**Exercise materials:**

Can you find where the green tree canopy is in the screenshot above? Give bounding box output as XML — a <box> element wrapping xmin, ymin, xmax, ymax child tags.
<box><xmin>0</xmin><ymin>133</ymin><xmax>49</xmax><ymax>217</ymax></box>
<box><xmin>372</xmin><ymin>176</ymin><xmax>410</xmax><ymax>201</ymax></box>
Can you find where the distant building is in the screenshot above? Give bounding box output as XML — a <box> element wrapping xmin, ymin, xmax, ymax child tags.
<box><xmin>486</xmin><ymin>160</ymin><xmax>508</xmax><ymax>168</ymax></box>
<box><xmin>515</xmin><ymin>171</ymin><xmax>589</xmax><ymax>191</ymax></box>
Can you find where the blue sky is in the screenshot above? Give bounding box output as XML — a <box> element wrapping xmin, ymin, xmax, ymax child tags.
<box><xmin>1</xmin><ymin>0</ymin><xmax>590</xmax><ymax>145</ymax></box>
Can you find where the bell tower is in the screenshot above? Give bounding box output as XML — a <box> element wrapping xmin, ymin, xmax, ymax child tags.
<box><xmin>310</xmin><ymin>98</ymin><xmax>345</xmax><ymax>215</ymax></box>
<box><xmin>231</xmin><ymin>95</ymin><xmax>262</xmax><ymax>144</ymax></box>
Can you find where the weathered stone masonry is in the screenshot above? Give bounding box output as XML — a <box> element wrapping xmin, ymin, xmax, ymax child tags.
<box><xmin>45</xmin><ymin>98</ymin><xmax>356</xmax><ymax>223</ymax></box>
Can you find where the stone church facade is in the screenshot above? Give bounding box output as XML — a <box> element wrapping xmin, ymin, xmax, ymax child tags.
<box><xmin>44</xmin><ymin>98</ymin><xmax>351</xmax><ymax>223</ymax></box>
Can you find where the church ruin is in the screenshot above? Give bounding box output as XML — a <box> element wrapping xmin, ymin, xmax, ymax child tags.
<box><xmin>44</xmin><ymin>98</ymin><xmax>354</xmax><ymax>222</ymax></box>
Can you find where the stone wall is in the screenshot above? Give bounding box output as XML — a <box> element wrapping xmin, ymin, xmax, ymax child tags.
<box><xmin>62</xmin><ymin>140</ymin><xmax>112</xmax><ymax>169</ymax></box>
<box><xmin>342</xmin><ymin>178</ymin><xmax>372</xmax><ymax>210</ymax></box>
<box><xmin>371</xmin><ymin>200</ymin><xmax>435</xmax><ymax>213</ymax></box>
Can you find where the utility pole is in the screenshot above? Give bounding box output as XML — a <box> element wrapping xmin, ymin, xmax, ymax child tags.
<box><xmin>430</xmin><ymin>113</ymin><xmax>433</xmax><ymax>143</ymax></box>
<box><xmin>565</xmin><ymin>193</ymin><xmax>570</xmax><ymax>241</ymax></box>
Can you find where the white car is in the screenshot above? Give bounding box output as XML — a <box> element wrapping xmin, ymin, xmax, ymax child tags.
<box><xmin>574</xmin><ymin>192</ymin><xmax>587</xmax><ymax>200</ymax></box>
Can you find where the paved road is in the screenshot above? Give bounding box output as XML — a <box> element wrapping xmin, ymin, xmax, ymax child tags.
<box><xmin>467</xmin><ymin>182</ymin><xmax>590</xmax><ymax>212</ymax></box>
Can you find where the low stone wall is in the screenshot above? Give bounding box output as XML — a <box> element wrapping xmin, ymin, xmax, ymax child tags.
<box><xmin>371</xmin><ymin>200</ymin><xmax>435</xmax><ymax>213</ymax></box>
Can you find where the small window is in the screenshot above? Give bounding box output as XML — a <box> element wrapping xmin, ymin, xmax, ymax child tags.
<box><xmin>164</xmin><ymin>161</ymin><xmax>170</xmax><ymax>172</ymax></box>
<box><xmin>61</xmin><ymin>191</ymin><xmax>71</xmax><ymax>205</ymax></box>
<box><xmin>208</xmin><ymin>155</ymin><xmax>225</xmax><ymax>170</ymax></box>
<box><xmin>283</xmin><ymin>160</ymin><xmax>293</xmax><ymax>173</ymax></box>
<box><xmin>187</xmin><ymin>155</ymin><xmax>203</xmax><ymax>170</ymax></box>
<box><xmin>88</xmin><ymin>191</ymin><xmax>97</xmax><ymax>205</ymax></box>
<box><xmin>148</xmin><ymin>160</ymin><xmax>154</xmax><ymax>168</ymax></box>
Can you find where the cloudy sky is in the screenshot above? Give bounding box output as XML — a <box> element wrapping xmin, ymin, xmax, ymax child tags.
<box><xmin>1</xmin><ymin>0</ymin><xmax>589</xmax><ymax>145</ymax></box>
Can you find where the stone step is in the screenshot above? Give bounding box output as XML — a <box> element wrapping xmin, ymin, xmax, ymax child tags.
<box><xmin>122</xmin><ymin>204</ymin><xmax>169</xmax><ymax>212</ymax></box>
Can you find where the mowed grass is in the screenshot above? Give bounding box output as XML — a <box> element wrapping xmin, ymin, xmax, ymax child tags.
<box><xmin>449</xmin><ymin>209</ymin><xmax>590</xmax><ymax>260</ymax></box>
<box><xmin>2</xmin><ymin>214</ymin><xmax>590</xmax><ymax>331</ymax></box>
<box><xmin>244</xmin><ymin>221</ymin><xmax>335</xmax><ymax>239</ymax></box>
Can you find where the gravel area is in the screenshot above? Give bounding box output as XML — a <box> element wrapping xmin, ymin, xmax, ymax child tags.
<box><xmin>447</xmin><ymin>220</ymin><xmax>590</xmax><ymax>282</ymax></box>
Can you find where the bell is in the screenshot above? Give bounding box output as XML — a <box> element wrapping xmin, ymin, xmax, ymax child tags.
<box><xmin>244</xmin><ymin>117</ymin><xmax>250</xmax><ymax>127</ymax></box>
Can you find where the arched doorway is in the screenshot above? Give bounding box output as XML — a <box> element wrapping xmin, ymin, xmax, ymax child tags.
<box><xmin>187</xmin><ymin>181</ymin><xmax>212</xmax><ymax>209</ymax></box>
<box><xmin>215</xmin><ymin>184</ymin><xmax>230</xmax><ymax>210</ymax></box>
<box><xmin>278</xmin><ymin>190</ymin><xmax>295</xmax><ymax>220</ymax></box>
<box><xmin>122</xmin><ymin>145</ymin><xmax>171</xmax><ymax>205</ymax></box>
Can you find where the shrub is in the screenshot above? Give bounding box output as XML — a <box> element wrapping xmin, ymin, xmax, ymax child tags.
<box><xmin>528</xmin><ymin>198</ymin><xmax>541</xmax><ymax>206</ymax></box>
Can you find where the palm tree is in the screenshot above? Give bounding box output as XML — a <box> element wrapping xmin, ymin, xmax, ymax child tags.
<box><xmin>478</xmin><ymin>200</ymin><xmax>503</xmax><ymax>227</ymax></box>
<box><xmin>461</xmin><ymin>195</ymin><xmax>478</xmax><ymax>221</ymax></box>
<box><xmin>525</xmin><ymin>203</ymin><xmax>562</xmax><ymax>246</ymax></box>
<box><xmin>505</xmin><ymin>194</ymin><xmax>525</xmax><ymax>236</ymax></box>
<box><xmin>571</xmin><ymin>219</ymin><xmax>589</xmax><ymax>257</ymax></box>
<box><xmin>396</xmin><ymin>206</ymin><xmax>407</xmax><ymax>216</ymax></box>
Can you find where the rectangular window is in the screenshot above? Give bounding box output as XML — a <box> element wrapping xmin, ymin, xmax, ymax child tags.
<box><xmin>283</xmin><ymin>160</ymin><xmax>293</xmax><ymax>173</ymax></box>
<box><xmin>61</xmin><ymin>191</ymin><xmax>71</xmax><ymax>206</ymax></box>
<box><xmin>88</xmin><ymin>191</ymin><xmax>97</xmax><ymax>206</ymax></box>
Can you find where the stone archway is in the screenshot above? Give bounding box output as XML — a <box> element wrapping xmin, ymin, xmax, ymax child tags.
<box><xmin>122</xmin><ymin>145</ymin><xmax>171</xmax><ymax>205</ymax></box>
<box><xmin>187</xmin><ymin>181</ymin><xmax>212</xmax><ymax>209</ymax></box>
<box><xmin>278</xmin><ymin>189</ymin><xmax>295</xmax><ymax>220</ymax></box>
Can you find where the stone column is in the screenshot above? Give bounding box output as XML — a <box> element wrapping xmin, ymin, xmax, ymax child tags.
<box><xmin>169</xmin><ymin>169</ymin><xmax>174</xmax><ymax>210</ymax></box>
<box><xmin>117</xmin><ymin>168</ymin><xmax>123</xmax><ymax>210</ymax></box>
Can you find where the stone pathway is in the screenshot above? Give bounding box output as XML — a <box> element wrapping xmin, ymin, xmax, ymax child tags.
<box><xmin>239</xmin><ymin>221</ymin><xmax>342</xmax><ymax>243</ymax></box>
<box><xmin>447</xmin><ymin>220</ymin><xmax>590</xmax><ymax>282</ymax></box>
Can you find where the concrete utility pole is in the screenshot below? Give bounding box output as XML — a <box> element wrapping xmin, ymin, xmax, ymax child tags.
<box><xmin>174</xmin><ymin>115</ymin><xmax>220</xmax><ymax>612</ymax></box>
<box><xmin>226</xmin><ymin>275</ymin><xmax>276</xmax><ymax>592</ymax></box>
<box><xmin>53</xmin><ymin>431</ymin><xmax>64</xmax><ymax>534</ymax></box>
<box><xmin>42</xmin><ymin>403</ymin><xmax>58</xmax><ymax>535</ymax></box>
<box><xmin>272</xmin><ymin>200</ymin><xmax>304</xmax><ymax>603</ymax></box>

**Task details:** Write out the lines of the listing from the one with "Can you find where the stone column" to the very end, inclusive, exactly as they appear and with nothing added.

**Finished exercise:**
Can you find where the stone column is in the screenshot above? Give bounding box output as XML — a <box> element wrapping xmin, ymin, xmax, ymax child tags.
<box><xmin>169</xmin><ymin>169</ymin><xmax>174</xmax><ymax>210</ymax></box>
<box><xmin>117</xmin><ymin>168</ymin><xmax>123</xmax><ymax>210</ymax></box>
Can you find where the stone pathway is in the screenshot above? Give bounding box output as XML — a <box> element wrapping xmin, ymin, xmax, ymax child tags.
<box><xmin>239</xmin><ymin>221</ymin><xmax>342</xmax><ymax>243</ymax></box>
<box><xmin>447</xmin><ymin>220</ymin><xmax>590</xmax><ymax>282</ymax></box>
Can you find where the concrete utility pole is in the screenshot below? Give bounding box output as XML — a <box> element wrapping xmin, ymin, xmax, ymax child tags.
<box><xmin>174</xmin><ymin>115</ymin><xmax>220</xmax><ymax>612</ymax></box>
<box><xmin>226</xmin><ymin>275</ymin><xmax>276</xmax><ymax>592</ymax></box>
<box><xmin>53</xmin><ymin>431</ymin><xmax>64</xmax><ymax>534</ymax></box>
<box><xmin>42</xmin><ymin>403</ymin><xmax>58</xmax><ymax>535</ymax></box>
<box><xmin>272</xmin><ymin>200</ymin><xmax>304</xmax><ymax>603</ymax></box>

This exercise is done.